● Instructions to follow
Where a line holds the word "water", copy that line from the data below.

● Given records
*** Block opens ***

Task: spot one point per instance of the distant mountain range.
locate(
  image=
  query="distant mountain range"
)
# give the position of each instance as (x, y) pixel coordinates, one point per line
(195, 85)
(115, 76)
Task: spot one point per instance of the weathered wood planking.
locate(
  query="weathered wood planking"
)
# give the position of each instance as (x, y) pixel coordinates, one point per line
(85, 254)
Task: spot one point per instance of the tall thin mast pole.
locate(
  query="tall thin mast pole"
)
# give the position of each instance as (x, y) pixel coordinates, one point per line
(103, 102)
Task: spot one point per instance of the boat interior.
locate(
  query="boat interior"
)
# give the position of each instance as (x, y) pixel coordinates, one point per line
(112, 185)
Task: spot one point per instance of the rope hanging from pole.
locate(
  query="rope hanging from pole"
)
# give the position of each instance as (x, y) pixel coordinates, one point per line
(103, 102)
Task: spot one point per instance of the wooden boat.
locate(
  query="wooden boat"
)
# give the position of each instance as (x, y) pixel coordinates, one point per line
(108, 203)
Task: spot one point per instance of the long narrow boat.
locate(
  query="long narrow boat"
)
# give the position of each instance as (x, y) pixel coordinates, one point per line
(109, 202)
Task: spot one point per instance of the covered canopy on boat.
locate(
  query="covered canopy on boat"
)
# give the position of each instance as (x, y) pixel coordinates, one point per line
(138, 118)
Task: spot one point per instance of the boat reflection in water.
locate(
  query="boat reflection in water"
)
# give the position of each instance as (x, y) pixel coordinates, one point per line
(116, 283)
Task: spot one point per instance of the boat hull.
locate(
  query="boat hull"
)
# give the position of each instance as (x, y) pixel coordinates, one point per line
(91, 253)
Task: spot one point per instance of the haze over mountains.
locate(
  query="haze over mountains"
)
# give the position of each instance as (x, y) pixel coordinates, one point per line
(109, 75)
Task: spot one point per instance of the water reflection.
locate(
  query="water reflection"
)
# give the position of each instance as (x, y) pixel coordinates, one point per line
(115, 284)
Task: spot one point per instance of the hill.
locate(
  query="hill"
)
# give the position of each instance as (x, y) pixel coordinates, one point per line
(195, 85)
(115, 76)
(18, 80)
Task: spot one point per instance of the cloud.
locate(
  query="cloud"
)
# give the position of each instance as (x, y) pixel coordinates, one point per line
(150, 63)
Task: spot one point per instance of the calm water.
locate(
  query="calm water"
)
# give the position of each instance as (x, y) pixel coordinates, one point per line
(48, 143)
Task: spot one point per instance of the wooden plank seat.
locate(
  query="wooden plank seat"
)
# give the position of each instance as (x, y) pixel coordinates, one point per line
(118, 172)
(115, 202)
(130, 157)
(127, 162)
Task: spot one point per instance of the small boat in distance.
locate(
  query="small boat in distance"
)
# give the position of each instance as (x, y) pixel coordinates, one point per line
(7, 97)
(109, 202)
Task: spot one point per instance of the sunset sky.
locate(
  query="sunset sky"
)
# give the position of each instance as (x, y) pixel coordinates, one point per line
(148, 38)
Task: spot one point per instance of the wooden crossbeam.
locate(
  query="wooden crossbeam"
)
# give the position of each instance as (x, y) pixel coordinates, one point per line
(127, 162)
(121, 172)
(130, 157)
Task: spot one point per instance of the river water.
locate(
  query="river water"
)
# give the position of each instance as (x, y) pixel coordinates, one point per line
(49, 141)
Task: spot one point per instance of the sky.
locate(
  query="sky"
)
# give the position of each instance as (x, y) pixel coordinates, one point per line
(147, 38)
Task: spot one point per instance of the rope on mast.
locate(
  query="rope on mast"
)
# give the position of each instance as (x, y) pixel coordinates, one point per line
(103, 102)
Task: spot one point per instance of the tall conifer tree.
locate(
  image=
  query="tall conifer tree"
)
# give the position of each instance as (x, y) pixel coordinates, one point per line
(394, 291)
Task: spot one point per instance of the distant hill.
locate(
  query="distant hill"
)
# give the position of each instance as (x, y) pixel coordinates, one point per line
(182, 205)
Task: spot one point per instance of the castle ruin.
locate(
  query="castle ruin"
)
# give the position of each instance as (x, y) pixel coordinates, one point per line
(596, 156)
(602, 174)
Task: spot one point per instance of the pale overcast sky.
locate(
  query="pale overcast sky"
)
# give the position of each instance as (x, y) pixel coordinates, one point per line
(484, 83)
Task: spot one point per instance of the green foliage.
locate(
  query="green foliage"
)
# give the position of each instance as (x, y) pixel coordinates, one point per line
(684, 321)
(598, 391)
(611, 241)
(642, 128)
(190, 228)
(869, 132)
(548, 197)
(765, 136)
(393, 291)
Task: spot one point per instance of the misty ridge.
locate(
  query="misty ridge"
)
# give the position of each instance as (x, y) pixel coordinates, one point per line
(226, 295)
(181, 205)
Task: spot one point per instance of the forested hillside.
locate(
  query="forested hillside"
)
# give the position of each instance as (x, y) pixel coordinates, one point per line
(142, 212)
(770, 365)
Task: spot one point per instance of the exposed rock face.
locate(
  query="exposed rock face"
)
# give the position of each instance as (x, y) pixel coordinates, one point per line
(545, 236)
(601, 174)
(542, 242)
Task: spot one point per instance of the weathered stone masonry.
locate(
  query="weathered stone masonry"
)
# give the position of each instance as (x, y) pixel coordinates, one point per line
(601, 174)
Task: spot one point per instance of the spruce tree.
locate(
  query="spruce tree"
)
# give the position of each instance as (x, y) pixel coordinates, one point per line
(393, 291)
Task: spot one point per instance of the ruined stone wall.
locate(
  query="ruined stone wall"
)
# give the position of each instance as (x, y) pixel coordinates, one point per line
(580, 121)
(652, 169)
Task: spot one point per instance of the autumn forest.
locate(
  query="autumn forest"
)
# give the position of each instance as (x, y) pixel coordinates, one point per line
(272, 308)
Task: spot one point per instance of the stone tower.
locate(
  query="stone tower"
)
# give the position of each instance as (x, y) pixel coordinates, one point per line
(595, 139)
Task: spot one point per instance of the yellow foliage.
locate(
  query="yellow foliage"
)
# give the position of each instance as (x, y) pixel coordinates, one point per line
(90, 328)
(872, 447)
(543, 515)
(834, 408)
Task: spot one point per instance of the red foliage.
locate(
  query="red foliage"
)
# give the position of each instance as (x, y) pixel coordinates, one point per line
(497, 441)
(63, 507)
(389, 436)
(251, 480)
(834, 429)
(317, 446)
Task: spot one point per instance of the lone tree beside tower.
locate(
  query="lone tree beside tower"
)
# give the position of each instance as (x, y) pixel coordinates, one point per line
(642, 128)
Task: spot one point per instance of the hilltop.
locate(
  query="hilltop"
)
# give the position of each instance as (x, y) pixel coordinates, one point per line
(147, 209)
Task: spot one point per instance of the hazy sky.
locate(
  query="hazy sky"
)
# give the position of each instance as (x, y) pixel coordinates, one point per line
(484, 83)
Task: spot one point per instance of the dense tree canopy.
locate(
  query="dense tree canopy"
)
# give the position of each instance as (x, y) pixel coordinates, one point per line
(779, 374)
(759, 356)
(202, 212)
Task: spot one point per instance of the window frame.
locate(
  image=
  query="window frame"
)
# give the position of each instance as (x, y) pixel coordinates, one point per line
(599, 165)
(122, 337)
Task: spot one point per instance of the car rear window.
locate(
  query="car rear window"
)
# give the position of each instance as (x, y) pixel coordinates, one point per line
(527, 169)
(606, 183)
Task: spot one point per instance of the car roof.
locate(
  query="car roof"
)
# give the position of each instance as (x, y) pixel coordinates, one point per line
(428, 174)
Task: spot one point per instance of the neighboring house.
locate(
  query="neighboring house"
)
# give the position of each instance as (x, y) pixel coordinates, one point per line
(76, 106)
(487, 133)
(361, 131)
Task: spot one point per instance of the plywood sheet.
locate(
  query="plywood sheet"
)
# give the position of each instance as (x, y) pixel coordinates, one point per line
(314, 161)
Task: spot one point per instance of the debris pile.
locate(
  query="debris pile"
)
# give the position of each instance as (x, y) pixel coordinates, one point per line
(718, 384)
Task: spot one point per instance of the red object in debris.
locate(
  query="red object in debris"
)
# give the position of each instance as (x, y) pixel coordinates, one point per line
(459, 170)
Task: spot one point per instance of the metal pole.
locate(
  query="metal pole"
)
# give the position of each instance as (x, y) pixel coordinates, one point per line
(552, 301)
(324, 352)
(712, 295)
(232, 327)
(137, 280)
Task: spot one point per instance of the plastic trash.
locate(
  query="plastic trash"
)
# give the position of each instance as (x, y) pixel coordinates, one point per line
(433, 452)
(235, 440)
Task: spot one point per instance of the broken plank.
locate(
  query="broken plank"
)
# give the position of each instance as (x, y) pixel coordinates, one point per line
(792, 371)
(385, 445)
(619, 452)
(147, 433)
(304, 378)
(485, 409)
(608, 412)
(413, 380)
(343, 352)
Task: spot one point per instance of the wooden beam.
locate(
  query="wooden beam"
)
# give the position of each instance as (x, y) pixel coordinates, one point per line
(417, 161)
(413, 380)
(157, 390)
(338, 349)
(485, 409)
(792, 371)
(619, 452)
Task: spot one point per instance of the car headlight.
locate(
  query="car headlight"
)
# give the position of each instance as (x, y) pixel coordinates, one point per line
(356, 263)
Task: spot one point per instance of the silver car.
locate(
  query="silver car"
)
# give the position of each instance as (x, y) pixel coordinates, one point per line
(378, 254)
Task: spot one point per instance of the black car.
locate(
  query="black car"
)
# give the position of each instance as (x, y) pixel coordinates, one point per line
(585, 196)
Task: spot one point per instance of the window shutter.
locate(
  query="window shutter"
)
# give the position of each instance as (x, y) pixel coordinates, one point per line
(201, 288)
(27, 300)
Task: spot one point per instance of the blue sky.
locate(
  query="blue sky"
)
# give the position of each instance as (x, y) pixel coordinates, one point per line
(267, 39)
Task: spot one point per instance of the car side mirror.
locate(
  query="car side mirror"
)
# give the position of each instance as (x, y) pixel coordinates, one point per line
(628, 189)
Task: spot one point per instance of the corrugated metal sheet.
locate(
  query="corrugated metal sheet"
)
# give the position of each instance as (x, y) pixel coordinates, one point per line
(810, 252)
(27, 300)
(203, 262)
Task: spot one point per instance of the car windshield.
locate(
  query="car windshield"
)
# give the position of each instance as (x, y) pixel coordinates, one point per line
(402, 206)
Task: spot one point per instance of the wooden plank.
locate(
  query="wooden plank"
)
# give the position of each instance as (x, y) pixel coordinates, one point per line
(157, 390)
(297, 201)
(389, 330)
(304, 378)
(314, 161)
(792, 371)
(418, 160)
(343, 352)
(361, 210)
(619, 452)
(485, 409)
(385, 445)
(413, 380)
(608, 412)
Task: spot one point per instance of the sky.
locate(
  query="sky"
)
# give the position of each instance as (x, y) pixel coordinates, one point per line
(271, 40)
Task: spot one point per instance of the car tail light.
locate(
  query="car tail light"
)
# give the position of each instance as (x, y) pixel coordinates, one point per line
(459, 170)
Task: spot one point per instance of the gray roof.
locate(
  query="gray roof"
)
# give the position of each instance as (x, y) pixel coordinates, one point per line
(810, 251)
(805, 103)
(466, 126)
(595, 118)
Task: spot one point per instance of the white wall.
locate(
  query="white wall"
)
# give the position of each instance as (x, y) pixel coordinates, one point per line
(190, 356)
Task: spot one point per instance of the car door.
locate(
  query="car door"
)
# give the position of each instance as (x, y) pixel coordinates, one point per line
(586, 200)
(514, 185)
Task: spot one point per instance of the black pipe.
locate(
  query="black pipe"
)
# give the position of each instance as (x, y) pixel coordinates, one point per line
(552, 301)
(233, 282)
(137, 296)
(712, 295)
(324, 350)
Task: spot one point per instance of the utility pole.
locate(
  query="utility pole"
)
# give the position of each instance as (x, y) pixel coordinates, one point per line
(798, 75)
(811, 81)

*** Block closes ***

● Response to this task
Task: spot one point per instance of the boat reflection in water.
  query="boat reflection in water"
Task: spot one point per instance of the water reflection.
  query="water reflection"
Task: spot one point per instance of the calm water.
  query="calm water"
Task: spot one point per instance of the river water.
  query="river water"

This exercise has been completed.